[Start of section]

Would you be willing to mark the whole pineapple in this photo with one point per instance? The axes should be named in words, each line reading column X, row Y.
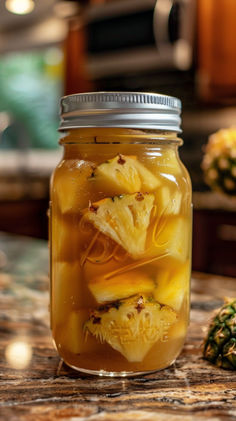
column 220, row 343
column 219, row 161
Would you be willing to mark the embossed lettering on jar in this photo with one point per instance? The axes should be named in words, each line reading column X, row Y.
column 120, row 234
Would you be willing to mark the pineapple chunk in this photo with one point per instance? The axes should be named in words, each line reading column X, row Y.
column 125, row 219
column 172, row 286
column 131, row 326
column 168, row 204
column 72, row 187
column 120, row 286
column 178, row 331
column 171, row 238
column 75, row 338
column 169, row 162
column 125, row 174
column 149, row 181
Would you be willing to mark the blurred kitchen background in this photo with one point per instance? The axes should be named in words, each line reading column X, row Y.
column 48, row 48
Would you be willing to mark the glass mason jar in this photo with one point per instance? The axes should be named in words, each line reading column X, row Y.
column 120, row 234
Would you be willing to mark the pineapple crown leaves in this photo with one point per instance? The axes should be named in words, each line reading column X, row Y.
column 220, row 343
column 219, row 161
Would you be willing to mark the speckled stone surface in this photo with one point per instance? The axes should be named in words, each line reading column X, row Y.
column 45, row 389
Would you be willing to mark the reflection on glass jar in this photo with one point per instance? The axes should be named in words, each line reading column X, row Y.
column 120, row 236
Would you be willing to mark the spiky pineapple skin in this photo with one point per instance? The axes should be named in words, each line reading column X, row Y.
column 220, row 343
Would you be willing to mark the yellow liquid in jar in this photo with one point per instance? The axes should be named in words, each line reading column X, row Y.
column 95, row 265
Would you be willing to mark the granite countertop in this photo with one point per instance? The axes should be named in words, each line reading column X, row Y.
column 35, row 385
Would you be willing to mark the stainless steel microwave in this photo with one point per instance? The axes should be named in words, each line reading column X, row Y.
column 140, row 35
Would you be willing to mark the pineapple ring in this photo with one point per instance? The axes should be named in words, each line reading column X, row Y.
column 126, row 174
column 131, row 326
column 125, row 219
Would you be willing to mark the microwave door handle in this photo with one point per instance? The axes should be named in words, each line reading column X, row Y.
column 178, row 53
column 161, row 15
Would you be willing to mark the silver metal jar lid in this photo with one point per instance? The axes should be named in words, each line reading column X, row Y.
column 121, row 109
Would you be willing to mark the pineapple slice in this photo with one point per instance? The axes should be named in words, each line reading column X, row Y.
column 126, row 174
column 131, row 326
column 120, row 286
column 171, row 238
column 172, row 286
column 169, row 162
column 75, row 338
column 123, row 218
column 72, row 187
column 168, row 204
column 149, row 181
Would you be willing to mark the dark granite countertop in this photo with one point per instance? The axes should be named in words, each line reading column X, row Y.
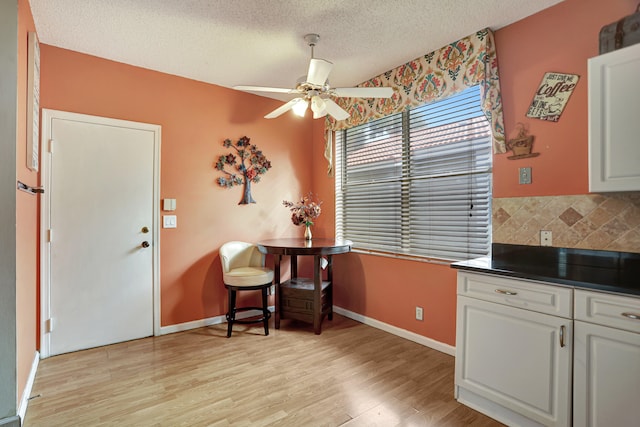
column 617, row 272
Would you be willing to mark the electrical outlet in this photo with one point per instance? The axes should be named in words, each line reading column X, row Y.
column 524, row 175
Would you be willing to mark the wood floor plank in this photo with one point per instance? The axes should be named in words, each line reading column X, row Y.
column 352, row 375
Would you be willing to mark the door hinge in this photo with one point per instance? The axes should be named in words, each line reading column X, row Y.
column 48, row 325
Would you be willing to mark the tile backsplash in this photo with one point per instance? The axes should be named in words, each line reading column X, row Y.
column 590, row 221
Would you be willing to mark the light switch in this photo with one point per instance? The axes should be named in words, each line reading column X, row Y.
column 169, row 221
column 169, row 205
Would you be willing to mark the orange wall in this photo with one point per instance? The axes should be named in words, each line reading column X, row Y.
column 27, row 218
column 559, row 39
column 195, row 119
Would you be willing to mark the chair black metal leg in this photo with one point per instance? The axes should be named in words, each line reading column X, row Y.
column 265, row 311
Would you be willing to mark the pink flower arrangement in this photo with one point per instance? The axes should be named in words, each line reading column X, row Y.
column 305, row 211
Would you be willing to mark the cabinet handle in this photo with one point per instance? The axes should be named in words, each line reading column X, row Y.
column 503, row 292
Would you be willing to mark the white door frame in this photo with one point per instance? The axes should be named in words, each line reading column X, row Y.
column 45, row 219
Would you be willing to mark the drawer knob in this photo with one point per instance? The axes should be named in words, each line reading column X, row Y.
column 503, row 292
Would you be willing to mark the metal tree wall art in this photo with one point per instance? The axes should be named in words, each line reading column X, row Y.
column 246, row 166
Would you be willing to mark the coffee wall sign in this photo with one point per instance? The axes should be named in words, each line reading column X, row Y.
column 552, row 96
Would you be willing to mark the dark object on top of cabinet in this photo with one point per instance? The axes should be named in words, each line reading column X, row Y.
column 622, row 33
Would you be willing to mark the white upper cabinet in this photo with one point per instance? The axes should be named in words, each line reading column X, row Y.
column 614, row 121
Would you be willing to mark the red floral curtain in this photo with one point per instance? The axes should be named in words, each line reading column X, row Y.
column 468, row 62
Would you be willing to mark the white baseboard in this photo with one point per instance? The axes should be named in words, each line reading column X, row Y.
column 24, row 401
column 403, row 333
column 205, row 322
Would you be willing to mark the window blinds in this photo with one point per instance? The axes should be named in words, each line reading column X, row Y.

[End of section]

TASK DETAILS: Set down the entries above exactly, and keep every picture out of your copy.

FINISHED TASK:
Would you be willing to mark the whole pineapple in this photo with one point per instance? The axes should be named in words, each line reading column X, row Y.
column 220, row 343
column 219, row 161
Would you be willing to mark the embossed lettering on jar in this photo with one point per instance? The axes should be named in words, each line reading column X, row Y.
column 120, row 234
Would you be willing to mark the pineapple chunk in this photo with one point per instance? The axes should be named in words, each line reading column X, row Y.
column 125, row 219
column 172, row 286
column 131, row 326
column 168, row 204
column 72, row 187
column 120, row 286
column 178, row 331
column 171, row 238
column 75, row 338
column 169, row 162
column 125, row 174
column 149, row 181
Would you be willing to mark the blurred kitchen background in this photo with one point per instance? The axes should be named in words, each line reading column X, row Y.
column 48, row 48
Would you be willing to mark the glass mason jar in this photo with one point per instance? The axes should be named in words, each line reading column X, row Y.
column 120, row 234
Would you be willing to mark the pineapple crown leaves in this photo with one point per instance? The axes should be named in words, each line reading column X, row Y.
column 220, row 343
column 219, row 161
Would you be willing to mark the speckled stone surface in this photo with one point per instance? The axes should be named in words, each line reading column X, row Y.
column 45, row 389
Would you be willing to mark the reflection on glass jar in this photo with one point per instance? The axes should be named in words, each line reading column X, row Y.
column 120, row 236
Would you be willing to mark the spiky pineapple skin in this photo with one point per instance? The axes should be named in words, each line reading column X, row Y.
column 220, row 343
Would you be willing to mark the yellow liquid in jar in this photo with one point per instance? The axes should be named in words, each line reading column X, row Y.
column 95, row 265
Would you be willing to mark the granite countertop in this photo with one point per instance? The axes should be named in words, each line reading column X, row Y.
column 35, row 385
Would you be willing to mark the stainless steel microwave in this photo with one point per instance? The axes should be named in words, each line reading column X, row Y.
column 140, row 35
Would you be willing to mark the pineapple ring in this photo with one point per instance? The axes should be named in words, each line reading column X, row Y.
column 126, row 174
column 131, row 326
column 125, row 219
Would you be willing to mark the microwave door handle in this photo with one point per instance? The axes should be named in words, each line reading column X, row Y.
column 178, row 53
column 161, row 15
Would you be willing to mark the silver metal jar lid in this photo with one point per instance? The axes should be named in words, each line reading column X, row Y.
column 121, row 109
Would you be willing to mark the pineapple slice in this photo with one point per instance? The axes should be named in words, each line reading column X, row Y.
column 126, row 174
column 131, row 326
column 120, row 286
column 171, row 238
column 172, row 286
column 169, row 162
column 75, row 338
column 123, row 218
column 72, row 187
column 168, row 204
column 149, row 181
Would you be willing to mark the dark granite countertop in this photo with one point per instance? The axes should be named in words, each line reading column X, row Y.
column 617, row 272
Would you be willing to mark the electrical outlet in this photo with one point per instance? The axes should be named in words, each line reading column X, row Y.
column 524, row 175
Would you be willing to mark the wood floor plank in this photo with one point per instance? The axes should be named in words, each line reading column X, row Y.
column 352, row 375
Would you be willing to mark the door hinge in this photo with one point per instance? The axes should be named in words, each line reading column X, row Y.
column 48, row 325
Would you be willing to mark the tile backsplash in this photo with one point per instance? The axes should be named in words, each line reading column X, row Y.
column 590, row 221
Would you be willing to mark the light switch in this photo with one point per instance? The axes should be named in words, each line reading column X, row Y.
column 169, row 221
column 169, row 205
Would you be willing to mark the orange wall in this photo with one point per instance? The axes should be named in words, each line reading column X, row Y.
column 27, row 218
column 559, row 39
column 195, row 119
Would you be willing to mark the chair black metal leg in this photo with one point per instance? The axes should be named in words, each line reading column X, row Y.
column 265, row 311
Would you be willing to mark the pink flower arrangement in this photo with one point per instance? The axes should be named in words, each line reading column X, row Y.
column 305, row 211
Would you be willing to mark the cabinet handle in this photo with one point per instance? The axes should be named in words, each line reading column X, row Y.
column 503, row 292
Would you be willing to mark the white door frame in this photo with one point per instance? The axes should be named in words, each line reading column X, row Y.
column 45, row 219
Would you be willing to mark the drawer knob in this photo with one point per instance? The axes should be named in words, each line reading column X, row Y.
column 503, row 292
Would you be willing to mark the metal tree wall art in this photo with one point per instance? The axes should be named in words, each line reading column X, row Y.
column 246, row 166
Would you be willing to mark the coffee wall sign in this photo with one point per instance? The axes should be named in words, each line reading column X, row Y.
column 552, row 96
Would you be willing to mark the dark object on top of cabinet in this photo with one point per instance? The axes should be named in words, each line reading column X, row Y.
column 622, row 33
Would you be willing to mark the white upper cabinet in this photo with one point per instance? The axes should be named in words, each line reading column X, row Y.
column 614, row 121
Would you be willing to mark the red floral curtain in this photo with one point per instance? The axes should be named in words, each line reading column X, row Y.
column 468, row 62
Would you be willing to mark the white baseboard in this photo with one point per instance? The axes should be named in words, each line reading column X, row Y.
column 24, row 401
column 403, row 333
column 205, row 322
Would you be willing to mark the window blinds in this photo with one point per instance? The axes should be named in words, each line reading column X, row Y.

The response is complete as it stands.